▸ Exercise prompt: Could you write what comes next in the passage on Git's pack protocol, starting right after its final line?

Exercise text START

See pack-format.txt for what the packfile itself actually looks like.
If 'side-band' or 'side-band-64k' capabilities have been specified by
the client, the server will send the packfile data multiplexed.
Each packet starting with the packet-line length of the amount of data
that follows, followed by a single byte specifying the sideband the
following data is coming in on.
In 'side-band' mode, it will send up to 999 data bytes plus 1 control
code, for a total of up to 1000 bytes in a pkt-line. In 'side-band-64k'
mode it will send up to 65519 data bytes plus 1 control code, for a
total of up to 65520 bytes in a pkt-line.
The sideband byte will be a '1', '2' or a '3'. Sideband '1' will contain
packfile data, sideband '2' will be used for progress information that the
client will generally print to stderr and sideband '3' is used for error
information.
If no 'side-band' capability was specified, the server will stream the
entire packfile without multiplexing.
Pushing Data To a Server
========================
Pushing data to a server will invoke the 'receive-pack' process on the
server, which will allow the client to tell it which references it should
update and then send all the data the server will need for those new
references to be complete. Once all the data is received and validated,
the server will then update its references to what the client specified.
Authentication
--------------
The protocol itself contains no authentication mechanisms. That is to be
handled by the transport, such as SSH, before the 'receive-pack' process is
invoked. If 'receive-pack' is configured over the Git transport, those
repositories will be writable by anyone who can access that port (9418) as
that transport is unauthenticated.
Reference Discovery
-------------------
The reference discovery phase is done nearly the same way as it is in the
fetching protocol. Each reference obj-id and name on the server is sent
in packet-line format to the client, followed by a flush-pkt. The only
real difference is that the capability listing is different - the only
possible values are 'report-status', 'delete-refs' and 'ofs-delta'.
Reference Update Request and Packfile Transfer
----------------------------------------------
Once the client knows what references the server is at, it can send a
list of reference update requests. For each reference on the server
that it wants to update, it sends a line listing the obj-id currently on
the server, the obj-id the client would like to update it to and the name
of the reference.
This list is followed by a flush-pkt and then the packfile that should
contain all the objects that the server will need to complete the new
references.
----
update-request = command-list [pack-file]
command-list = PKT-LINE(command NUL capability-list LF)
*PKT-LINE(command LF)
flush-pkt
command = create / delete / update
create = zero-id SP new-id SP name
delete = old-id SP zero-id SP name
update = old-id SP new-id SP name
old-id = obj-id
new-id = obj-id
pack-file = "PACK" 28*(OCTET)

Exercise text END
Data section START

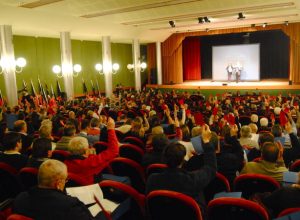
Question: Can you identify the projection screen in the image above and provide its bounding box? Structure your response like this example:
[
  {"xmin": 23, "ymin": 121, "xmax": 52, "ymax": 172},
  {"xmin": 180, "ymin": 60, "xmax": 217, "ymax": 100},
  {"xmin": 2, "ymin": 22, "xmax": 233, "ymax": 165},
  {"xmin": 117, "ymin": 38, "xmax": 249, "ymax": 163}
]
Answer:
[{"xmin": 212, "ymin": 44, "xmax": 260, "ymax": 81}]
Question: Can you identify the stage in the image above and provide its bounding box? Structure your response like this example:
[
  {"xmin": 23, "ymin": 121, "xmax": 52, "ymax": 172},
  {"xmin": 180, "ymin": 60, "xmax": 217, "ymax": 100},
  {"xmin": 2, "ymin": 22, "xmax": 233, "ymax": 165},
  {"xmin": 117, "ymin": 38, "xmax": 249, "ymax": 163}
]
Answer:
[{"xmin": 147, "ymin": 80, "xmax": 300, "ymax": 93}]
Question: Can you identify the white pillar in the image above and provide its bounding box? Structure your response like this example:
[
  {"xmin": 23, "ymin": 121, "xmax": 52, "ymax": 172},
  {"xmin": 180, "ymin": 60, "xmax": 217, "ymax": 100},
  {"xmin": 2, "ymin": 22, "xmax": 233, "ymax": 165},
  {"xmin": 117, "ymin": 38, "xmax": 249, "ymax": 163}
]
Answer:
[
  {"xmin": 156, "ymin": 42, "xmax": 162, "ymax": 85},
  {"xmin": 132, "ymin": 39, "xmax": 141, "ymax": 91},
  {"xmin": 102, "ymin": 36, "xmax": 113, "ymax": 97},
  {"xmin": 0, "ymin": 25, "xmax": 18, "ymax": 107},
  {"xmin": 60, "ymin": 32, "xmax": 74, "ymax": 100}
]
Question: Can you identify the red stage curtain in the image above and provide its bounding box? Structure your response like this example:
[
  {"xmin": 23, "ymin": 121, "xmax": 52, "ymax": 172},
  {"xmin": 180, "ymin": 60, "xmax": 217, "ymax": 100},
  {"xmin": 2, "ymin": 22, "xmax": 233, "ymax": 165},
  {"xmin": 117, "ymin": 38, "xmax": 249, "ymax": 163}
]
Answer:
[{"xmin": 182, "ymin": 37, "xmax": 201, "ymax": 81}]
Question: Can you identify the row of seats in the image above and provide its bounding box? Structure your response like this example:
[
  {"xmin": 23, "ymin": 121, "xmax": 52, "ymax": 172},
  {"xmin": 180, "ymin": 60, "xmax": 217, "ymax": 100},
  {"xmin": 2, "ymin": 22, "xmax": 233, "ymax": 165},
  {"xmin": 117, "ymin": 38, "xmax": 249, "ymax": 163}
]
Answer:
[{"xmin": 2, "ymin": 180, "xmax": 300, "ymax": 220}]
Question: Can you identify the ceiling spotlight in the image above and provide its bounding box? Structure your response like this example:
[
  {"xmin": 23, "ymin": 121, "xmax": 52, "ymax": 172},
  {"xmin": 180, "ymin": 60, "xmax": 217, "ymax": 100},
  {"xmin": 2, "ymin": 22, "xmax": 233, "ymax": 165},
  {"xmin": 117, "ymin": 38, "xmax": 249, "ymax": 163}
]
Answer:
[
  {"xmin": 238, "ymin": 12, "xmax": 246, "ymax": 20},
  {"xmin": 204, "ymin": 17, "xmax": 210, "ymax": 23},
  {"xmin": 198, "ymin": 17, "xmax": 204, "ymax": 24},
  {"xmin": 169, "ymin": 21, "xmax": 175, "ymax": 27}
]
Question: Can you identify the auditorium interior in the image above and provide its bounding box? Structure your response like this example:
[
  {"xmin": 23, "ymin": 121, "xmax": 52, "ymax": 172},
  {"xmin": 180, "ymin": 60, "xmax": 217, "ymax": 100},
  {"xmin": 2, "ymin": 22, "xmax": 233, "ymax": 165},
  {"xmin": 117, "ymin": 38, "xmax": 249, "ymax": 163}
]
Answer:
[{"xmin": 0, "ymin": 0, "xmax": 300, "ymax": 220}]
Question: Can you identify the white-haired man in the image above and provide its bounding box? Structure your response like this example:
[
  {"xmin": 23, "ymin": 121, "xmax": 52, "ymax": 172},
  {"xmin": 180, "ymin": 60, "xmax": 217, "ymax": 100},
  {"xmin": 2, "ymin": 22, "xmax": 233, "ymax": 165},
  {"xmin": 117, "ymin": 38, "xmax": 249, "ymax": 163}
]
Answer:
[{"xmin": 13, "ymin": 159, "xmax": 95, "ymax": 220}]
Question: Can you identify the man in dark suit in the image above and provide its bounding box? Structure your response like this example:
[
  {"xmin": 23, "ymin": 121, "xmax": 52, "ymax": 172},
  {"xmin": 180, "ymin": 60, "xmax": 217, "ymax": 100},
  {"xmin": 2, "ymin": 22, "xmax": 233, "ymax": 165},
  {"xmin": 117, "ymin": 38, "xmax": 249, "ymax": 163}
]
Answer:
[
  {"xmin": 13, "ymin": 159, "xmax": 95, "ymax": 220},
  {"xmin": 0, "ymin": 132, "xmax": 28, "ymax": 170},
  {"xmin": 146, "ymin": 125, "xmax": 217, "ymax": 217},
  {"xmin": 14, "ymin": 120, "xmax": 33, "ymax": 154}
]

Data section END

▸ Response box:
----
If the receiving end does not support delete-refs, the sending end MUST
NOT ask for delete command.
The pack-file MUST NOT be sent if the only command used is 'delete'.
A pack-file MUST be sent if either create or update command is used,
even if the server already has all the necessary objects. In this
case the client MUST send an empty pack-file. The only time this
is likely to happen is if the client is creating
a new branch or a tag that points to an existing obj-id.
The server will receive the packfile, unpack it, then validate each
reference that is being updated that it hasn't changed while the request
was being processed (the obj-id is still the same as the old-id), and
it will run any update hooks to make sure that the update is acceptable.
If all of that is fine, the server will then update the references.
Report Status
-------------
After receiving the pack data from the sender, the receiver sends a
report if 'report-status' capability is in effect.
It is a short listing of what happened in that update. It will first
list the status of the packfile unpacking as either 'unpack ok' or
'unpack [error]'. Then it will list the status for each of the references
that it tried to update. Each line is either 'ok [refname]' if the
update was successful, or 'ng [refname] [error]' if the update was not.
----
report-status = unpack-status
1*(command-status)
flush-pkt
unpack-status = PKT-LINE("unpack" SP unpack-result LF)
unpack-result = "ok" / error-msg
command-status = command-ok / command-fail
command-ok = PKT-LINE("ok" SP refname LF)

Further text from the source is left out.